Task goal:
Return exactly those lines of the material below that fall between the line holding "point(199, 62)" and the line holding "point(589, 101)", inclusive.

Stored data:
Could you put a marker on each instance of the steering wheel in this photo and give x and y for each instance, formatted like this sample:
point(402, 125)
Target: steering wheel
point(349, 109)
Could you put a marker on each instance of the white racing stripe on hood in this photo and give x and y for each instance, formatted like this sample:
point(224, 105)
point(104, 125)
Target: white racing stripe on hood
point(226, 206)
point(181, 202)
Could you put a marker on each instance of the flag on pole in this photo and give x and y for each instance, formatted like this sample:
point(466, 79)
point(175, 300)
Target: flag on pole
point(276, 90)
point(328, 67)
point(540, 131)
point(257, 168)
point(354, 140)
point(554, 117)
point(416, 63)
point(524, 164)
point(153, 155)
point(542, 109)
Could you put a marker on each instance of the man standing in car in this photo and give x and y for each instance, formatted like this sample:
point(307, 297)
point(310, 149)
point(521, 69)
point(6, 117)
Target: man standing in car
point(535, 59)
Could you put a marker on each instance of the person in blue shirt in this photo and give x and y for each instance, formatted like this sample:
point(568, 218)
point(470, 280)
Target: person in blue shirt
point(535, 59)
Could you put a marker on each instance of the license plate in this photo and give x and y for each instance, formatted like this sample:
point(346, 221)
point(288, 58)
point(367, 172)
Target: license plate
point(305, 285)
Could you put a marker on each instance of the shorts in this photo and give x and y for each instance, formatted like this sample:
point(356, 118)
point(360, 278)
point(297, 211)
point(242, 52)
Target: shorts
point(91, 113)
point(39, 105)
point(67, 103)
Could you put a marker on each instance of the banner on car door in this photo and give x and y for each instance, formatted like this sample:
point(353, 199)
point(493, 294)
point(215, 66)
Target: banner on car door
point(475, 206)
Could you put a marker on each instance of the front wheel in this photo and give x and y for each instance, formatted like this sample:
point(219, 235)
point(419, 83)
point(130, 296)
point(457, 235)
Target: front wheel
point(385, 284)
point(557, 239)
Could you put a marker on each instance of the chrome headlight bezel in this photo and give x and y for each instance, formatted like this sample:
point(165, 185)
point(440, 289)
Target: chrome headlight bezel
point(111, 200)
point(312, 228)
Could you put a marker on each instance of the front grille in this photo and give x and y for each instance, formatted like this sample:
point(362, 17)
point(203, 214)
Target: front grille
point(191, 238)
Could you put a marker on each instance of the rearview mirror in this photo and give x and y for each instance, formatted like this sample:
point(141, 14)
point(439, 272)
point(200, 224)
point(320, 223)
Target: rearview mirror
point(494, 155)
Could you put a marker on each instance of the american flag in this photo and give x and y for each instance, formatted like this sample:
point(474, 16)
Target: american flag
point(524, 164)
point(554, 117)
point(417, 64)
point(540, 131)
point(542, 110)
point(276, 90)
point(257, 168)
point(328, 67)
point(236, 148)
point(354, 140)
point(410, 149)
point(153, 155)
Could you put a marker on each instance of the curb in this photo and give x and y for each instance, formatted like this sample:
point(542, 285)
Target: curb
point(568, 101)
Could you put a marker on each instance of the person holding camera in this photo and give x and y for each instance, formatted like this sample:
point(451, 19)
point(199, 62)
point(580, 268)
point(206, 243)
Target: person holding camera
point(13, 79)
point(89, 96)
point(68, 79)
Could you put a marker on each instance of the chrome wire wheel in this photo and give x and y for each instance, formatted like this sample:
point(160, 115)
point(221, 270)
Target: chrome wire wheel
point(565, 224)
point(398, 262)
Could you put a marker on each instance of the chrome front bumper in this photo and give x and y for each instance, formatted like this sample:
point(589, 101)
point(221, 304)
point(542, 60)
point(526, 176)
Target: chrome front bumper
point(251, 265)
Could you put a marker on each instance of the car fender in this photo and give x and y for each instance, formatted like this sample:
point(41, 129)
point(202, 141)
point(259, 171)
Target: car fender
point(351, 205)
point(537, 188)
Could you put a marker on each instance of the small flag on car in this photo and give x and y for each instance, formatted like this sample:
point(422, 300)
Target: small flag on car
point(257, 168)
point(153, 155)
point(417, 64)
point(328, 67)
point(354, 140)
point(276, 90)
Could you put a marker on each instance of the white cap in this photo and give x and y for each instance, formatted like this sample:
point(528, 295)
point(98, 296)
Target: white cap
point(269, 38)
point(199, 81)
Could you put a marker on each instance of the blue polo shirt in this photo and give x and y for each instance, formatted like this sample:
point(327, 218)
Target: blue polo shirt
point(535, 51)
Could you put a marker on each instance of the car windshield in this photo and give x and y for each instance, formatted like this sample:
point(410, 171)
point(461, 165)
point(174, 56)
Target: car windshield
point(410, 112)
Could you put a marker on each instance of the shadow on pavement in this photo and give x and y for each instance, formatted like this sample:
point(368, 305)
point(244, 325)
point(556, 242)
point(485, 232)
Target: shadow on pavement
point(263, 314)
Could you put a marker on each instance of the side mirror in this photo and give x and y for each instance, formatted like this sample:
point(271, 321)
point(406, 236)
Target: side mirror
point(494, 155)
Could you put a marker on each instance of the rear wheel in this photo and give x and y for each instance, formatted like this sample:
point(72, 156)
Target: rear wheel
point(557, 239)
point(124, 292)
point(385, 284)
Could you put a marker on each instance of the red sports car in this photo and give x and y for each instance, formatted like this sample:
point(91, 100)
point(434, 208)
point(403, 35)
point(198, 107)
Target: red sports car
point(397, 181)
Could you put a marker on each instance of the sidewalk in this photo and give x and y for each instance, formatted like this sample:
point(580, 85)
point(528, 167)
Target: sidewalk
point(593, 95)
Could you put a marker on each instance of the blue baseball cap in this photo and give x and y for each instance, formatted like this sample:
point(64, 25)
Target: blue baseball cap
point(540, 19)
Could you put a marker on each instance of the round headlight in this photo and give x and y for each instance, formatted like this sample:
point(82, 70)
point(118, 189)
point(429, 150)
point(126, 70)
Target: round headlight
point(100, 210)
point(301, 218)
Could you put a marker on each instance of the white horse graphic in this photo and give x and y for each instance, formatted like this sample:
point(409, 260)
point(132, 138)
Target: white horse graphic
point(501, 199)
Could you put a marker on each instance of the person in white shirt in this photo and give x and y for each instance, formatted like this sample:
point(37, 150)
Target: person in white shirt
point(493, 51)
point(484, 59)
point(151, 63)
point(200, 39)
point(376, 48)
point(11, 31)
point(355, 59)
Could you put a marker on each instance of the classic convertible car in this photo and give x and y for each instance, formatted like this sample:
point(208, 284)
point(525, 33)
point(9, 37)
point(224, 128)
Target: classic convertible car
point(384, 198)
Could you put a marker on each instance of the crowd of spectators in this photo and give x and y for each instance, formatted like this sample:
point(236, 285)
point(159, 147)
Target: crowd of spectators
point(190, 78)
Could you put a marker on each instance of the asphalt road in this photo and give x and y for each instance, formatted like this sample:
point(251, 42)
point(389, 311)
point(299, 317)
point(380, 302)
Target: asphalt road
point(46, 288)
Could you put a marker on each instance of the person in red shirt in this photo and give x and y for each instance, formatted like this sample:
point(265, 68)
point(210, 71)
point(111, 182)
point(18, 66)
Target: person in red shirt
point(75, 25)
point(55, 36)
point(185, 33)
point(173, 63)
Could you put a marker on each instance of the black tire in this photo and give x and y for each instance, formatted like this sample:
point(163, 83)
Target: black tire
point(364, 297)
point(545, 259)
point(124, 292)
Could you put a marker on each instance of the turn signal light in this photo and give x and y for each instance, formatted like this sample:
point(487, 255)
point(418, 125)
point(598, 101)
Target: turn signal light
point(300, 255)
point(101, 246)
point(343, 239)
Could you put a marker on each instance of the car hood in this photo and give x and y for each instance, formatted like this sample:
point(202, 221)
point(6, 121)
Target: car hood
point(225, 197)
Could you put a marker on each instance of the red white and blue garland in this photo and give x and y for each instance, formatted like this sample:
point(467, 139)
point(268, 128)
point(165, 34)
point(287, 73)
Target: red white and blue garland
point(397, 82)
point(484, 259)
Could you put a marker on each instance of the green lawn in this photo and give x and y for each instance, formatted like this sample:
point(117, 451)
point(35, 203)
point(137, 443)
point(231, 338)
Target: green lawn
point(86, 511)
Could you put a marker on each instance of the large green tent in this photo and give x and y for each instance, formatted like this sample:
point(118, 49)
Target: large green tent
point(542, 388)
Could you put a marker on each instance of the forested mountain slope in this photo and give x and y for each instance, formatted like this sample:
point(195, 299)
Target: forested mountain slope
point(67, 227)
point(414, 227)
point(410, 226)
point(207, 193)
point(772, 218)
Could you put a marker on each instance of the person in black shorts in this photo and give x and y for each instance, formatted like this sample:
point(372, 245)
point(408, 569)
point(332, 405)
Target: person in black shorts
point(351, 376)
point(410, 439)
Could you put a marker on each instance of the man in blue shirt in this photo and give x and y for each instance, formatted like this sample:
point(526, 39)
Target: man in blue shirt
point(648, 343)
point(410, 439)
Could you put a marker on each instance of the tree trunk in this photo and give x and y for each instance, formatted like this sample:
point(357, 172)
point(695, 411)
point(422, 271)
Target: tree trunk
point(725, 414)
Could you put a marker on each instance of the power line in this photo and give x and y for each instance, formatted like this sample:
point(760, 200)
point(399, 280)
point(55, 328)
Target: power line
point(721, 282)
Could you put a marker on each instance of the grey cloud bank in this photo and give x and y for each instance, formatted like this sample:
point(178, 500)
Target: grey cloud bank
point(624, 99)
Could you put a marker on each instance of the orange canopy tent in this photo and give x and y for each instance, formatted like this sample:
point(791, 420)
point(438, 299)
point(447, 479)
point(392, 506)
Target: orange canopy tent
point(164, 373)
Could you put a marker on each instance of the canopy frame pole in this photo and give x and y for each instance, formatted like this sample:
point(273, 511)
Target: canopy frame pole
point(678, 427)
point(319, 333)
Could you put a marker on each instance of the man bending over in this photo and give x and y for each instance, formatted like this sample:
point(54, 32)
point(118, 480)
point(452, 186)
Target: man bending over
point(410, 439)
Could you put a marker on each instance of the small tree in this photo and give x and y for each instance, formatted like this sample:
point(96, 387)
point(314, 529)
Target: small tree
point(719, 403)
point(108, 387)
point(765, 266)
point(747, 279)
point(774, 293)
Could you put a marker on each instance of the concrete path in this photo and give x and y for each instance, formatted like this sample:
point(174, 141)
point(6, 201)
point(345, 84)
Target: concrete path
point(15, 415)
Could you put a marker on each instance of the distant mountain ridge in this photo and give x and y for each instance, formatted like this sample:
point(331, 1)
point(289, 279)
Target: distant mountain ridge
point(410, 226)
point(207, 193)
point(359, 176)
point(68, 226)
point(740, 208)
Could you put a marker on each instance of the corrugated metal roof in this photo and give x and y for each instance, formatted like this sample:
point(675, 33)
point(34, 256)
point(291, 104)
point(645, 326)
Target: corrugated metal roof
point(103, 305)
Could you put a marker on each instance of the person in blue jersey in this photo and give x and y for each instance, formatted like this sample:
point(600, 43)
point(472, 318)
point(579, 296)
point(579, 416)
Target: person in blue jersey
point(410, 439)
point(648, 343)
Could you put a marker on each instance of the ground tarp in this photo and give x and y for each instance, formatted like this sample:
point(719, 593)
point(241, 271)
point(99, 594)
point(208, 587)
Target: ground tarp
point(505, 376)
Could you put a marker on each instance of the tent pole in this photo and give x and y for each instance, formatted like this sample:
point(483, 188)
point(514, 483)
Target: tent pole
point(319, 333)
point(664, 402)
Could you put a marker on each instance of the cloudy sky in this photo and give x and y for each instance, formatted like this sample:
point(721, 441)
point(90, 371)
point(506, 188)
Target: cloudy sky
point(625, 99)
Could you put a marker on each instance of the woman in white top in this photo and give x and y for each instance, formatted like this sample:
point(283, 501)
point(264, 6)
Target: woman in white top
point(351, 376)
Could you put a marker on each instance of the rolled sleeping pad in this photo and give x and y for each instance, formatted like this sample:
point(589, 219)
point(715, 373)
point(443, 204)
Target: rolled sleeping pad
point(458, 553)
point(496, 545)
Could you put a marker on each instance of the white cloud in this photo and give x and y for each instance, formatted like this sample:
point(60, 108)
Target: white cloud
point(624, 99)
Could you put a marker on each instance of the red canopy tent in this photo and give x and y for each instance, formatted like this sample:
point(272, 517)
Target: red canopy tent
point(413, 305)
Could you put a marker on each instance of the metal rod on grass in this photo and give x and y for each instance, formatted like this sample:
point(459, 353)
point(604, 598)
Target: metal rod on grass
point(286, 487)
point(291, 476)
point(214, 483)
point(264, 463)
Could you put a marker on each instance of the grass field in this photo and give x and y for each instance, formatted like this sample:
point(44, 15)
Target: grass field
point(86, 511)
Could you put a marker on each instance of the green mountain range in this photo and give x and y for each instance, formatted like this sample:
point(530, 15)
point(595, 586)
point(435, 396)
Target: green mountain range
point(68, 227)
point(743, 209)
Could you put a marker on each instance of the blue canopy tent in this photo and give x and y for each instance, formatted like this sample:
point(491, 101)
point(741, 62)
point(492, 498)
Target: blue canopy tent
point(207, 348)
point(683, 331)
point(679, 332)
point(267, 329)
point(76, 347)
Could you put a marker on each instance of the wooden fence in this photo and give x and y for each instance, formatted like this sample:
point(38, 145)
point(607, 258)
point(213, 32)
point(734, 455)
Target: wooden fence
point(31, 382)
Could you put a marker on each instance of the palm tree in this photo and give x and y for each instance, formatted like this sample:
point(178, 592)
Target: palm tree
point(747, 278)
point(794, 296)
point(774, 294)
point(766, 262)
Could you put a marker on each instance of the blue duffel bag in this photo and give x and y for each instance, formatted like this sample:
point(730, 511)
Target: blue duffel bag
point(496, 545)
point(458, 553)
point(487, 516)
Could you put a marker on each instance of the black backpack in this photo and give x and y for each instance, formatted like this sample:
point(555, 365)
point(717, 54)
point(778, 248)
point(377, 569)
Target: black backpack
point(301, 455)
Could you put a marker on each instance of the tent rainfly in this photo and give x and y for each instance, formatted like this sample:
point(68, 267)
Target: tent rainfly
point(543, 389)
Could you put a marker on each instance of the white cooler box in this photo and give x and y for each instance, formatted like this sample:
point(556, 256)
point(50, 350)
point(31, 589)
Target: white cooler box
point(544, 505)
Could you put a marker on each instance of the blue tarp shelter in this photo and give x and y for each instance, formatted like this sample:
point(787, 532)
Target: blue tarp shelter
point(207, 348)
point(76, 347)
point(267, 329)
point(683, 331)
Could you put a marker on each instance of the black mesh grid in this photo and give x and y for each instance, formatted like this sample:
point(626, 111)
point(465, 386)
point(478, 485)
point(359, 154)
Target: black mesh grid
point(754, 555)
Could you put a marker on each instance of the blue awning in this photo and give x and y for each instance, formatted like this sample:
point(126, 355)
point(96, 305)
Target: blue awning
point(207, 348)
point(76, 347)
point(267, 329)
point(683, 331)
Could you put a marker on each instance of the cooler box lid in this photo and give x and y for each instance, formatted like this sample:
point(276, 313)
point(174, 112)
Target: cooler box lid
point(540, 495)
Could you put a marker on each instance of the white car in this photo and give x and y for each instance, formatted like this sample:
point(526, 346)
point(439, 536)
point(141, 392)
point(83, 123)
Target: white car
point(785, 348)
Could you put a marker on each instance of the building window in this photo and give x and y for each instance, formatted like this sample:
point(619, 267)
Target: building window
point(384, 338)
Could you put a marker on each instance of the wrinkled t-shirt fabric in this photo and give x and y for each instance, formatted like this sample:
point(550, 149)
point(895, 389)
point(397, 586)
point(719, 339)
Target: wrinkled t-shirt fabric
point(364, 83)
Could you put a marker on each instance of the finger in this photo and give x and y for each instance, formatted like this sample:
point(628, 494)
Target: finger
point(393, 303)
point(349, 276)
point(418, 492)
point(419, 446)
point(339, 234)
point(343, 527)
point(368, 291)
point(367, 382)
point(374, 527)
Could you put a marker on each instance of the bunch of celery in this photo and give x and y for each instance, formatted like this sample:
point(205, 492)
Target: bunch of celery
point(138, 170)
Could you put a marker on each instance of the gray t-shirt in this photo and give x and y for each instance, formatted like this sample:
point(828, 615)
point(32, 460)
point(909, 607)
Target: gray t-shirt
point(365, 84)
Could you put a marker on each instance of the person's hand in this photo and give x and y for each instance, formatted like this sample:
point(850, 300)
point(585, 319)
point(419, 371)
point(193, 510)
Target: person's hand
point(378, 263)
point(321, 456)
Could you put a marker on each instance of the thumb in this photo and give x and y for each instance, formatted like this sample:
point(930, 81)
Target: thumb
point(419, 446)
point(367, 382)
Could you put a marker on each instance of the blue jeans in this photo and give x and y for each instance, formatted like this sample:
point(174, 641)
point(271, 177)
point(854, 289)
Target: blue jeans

Task answer:
point(199, 62)
point(580, 268)
point(206, 243)
Target: person holding camera
point(13, 79)
point(89, 96)
point(68, 79)
Could you put a marker on each instance of the chrome wire wheel in this photo and give x and y for each instance, formatted like this sample:
point(160, 115)
point(221, 270)
Target: chrome wire wheel
point(565, 224)
point(398, 262)
Could you put a marker on each instance of the chrome front bumper in this photo and give x and y for each instance, formatted like this sample:
point(589, 101)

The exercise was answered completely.